-- begin Source material --

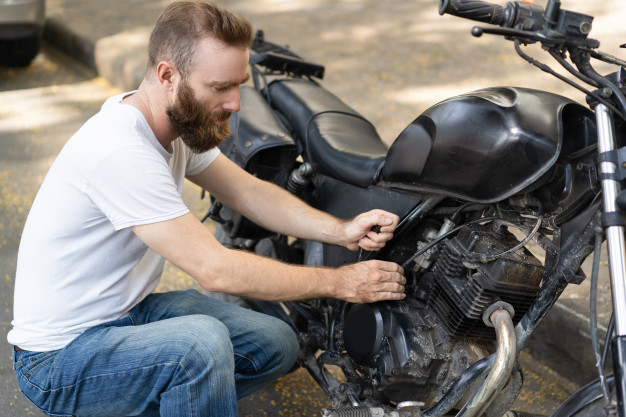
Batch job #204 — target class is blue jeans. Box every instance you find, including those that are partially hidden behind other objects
[14,290,298,417]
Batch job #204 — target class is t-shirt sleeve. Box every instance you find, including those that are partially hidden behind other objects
[85,146,189,230]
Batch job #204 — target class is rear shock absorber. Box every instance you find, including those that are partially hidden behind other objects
[287,162,314,195]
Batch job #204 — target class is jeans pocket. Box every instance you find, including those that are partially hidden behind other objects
[15,351,58,391]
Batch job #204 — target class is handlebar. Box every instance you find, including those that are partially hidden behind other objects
[439,0,504,26]
[439,0,545,31]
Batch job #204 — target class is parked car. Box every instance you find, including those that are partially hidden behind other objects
[0,0,45,67]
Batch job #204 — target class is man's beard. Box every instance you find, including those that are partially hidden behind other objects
[166,81,232,153]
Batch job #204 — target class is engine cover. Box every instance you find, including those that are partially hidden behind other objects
[343,300,486,404]
[428,221,543,339]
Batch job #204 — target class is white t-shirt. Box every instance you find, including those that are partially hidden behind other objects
[8,93,219,351]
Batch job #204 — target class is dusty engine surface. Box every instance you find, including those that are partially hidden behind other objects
[428,221,543,340]
[343,225,543,404]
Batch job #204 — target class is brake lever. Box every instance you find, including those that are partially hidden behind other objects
[471,26,548,45]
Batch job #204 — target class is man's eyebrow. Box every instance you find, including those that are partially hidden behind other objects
[208,73,250,87]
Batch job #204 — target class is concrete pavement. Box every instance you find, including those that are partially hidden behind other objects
[0,0,624,414]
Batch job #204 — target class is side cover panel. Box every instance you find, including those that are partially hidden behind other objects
[380,87,588,203]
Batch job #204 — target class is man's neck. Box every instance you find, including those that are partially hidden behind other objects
[123,80,178,151]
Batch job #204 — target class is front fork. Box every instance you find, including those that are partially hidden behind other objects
[595,104,626,417]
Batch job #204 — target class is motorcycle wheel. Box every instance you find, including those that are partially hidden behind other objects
[551,375,616,417]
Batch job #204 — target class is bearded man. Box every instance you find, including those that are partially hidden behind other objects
[8,0,405,417]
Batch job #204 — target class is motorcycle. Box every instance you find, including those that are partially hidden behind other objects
[204,0,626,417]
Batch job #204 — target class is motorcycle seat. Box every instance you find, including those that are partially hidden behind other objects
[269,79,387,188]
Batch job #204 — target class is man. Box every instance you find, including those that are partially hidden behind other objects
[8,0,405,417]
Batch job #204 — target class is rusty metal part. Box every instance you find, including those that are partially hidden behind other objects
[450,302,516,417]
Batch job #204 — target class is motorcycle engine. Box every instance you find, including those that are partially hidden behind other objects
[343,225,543,404]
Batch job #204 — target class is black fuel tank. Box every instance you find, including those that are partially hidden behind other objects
[379,87,591,203]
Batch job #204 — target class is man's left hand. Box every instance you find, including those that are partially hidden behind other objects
[345,210,400,251]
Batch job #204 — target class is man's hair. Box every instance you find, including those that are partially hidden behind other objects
[148,0,253,78]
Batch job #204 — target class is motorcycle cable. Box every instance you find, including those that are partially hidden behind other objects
[468,215,543,263]
[589,223,611,409]
[401,217,499,269]
[515,39,626,120]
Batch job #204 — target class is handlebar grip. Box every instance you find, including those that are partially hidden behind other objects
[439,0,504,26]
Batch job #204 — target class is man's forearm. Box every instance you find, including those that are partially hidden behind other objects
[233,175,348,246]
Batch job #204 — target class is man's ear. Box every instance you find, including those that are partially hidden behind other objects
[156,61,180,91]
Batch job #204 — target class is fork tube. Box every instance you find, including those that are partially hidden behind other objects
[595,104,626,417]
[596,104,626,336]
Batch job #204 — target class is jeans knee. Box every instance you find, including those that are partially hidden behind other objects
[177,315,233,368]
[268,320,300,374]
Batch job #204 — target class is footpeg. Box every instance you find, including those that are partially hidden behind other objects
[322,401,424,417]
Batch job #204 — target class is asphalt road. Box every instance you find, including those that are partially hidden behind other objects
[0,40,574,417]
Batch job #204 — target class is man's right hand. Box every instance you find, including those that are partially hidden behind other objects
[335,260,406,303]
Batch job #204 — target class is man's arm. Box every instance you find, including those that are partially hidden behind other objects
[132,213,406,303]
[189,155,399,251]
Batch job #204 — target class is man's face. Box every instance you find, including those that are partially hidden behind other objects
[166,38,249,153]
[166,81,232,153]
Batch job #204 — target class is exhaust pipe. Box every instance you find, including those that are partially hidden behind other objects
[457,301,516,417]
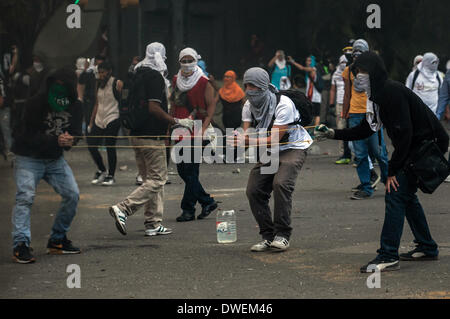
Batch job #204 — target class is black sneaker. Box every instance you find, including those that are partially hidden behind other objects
[197,201,219,219]
[350,191,372,200]
[360,257,400,273]
[13,243,36,264]
[400,247,439,261]
[47,236,81,255]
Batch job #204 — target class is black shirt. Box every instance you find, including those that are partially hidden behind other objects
[130,67,169,136]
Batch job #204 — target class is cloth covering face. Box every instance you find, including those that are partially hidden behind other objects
[219,70,245,103]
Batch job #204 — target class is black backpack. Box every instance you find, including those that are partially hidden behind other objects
[119,68,151,130]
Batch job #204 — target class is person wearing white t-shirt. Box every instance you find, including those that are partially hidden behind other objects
[229,68,312,252]
[406,53,444,114]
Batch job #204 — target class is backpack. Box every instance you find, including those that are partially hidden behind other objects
[118,68,151,130]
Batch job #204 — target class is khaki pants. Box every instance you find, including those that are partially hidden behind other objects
[118,137,167,229]
[336,103,347,154]
[247,149,306,241]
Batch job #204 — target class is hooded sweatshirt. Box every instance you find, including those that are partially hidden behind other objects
[12,69,83,159]
[335,52,449,176]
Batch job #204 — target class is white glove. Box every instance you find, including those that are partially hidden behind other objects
[174,118,194,131]
[314,124,334,142]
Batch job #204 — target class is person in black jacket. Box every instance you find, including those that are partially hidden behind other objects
[315,52,449,272]
[12,69,83,263]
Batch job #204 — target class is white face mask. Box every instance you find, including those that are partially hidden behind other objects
[33,62,44,72]
[180,62,197,76]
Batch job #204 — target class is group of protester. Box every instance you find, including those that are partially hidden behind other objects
[1,39,449,272]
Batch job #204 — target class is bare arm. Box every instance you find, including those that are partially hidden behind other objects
[202,82,216,134]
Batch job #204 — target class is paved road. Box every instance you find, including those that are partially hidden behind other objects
[0,136,450,299]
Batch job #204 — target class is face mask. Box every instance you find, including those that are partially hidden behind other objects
[245,90,265,109]
[33,62,44,72]
[180,62,197,76]
[48,83,70,112]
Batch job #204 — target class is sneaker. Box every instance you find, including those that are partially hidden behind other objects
[102,175,116,186]
[352,184,378,193]
[400,247,439,261]
[197,201,219,219]
[360,257,400,273]
[145,225,172,236]
[91,171,106,185]
[13,243,36,264]
[47,236,81,255]
[335,157,352,165]
[270,236,289,251]
[177,212,195,223]
[350,191,372,200]
[251,240,272,252]
[109,205,127,235]
[370,170,381,188]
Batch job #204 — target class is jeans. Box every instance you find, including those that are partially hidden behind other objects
[177,162,214,215]
[378,171,439,260]
[12,156,80,247]
[349,113,388,195]
[246,149,307,241]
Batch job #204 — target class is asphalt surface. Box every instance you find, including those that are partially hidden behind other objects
[0,133,450,299]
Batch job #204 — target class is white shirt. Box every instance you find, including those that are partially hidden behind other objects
[242,95,313,151]
[406,71,444,114]
[331,72,345,104]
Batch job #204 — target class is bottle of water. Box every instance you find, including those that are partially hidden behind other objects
[216,210,237,244]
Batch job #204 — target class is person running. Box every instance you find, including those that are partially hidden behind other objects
[343,39,388,200]
[109,42,193,236]
[87,62,123,186]
[288,55,322,125]
[268,50,291,90]
[316,52,449,273]
[406,52,444,114]
[330,55,352,164]
[232,68,312,252]
[171,48,218,222]
[12,69,83,264]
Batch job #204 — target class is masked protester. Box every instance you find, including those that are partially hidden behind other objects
[12,69,83,263]
[406,53,444,114]
[342,39,388,200]
[237,68,312,252]
[171,48,218,222]
[109,42,187,236]
[316,52,449,272]
[87,62,123,186]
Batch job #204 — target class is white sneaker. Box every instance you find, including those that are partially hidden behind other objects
[91,171,106,185]
[270,236,289,251]
[145,225,172,236]
[109,205,127,235]
[102,175,116,186]
[251,240,271,252]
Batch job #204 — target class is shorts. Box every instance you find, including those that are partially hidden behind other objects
[312,103,320,117]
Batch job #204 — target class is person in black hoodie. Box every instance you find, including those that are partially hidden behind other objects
[315,52,449,272]
[12,69,83,263]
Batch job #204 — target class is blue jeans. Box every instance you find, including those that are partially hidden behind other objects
[177,162,214,214]
[377,171,439,260]
[349,113,388,195]
[12,156,80,247]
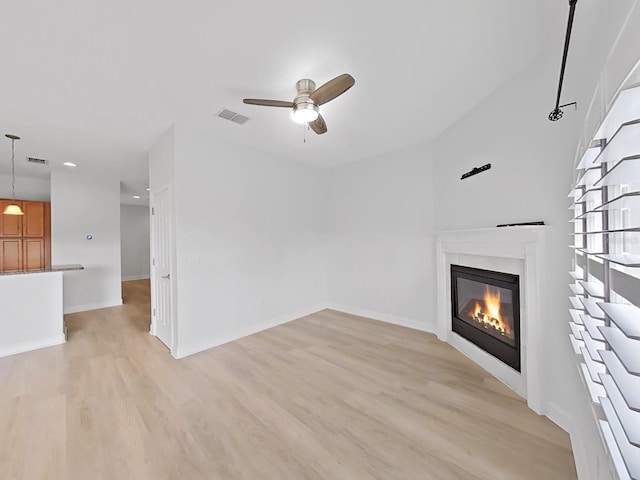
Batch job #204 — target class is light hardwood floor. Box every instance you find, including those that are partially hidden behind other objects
[0,281,576,480]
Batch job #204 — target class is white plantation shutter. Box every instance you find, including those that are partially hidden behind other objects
[569,83,640,480]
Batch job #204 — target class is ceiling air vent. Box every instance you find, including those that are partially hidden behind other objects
[27,157,49,165]
[218,108,249,125]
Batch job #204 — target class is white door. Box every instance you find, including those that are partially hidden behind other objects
[151,187,173,350]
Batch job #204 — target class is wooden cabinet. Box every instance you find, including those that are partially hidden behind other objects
[22,202,49,238]
[0,199,51,271]
[0,238,23,272]
[0,199,23,237]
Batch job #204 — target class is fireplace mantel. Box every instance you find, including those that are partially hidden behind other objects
[436,226,548,414]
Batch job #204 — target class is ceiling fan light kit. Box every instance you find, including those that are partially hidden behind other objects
[291,102,320,124]
[243,73,356,135]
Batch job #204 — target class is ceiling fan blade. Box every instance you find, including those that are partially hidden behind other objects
[309,73,356,105]
[242,98,293,108]
[309,115,327,135]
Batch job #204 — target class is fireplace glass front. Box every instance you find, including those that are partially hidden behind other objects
[451,265,520,371]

-- end Source material --

▶ [The problem]: Only the lines from the one containing "Batch job #204 — target class is white door." to the end of the records should be repeated, exactly as they appear.

▶ [Answer for the task]:
Batch job #204 — target class is white door. Box every instance you find, including those that are partially hidden behind other objects
[151,187,173,350]
Batch job #204 — target class is wooden cabinet. Box every instance you find, including those that are partially hidden behind other objects
[22,202,49,238]
[0,199,51,271]
[0,238,23,272]
[0,199,23,237]
Batch job #204 — target class is fireplace mantel. Box every instance you find, including those that are partially hidden behind other objects
[436,226,548,414]
Batch job #204 — target class is ceiling fan light kit. Box every instance you find, including those that are partially hidden behind other objects
[291,102,320,124]
[243,73,356,135]
Batch job #204 — target class is ceiling fan blade. Box every instance you find, including those that are partially hidden behind other objects
[309,73,356,105]
[242,98,293,108]
[309,115,327,135]
Batch job #204 — target class is fireplace glass front. Box every instance you find, including those that are partially hidden behind other objects
[451,265,520,371]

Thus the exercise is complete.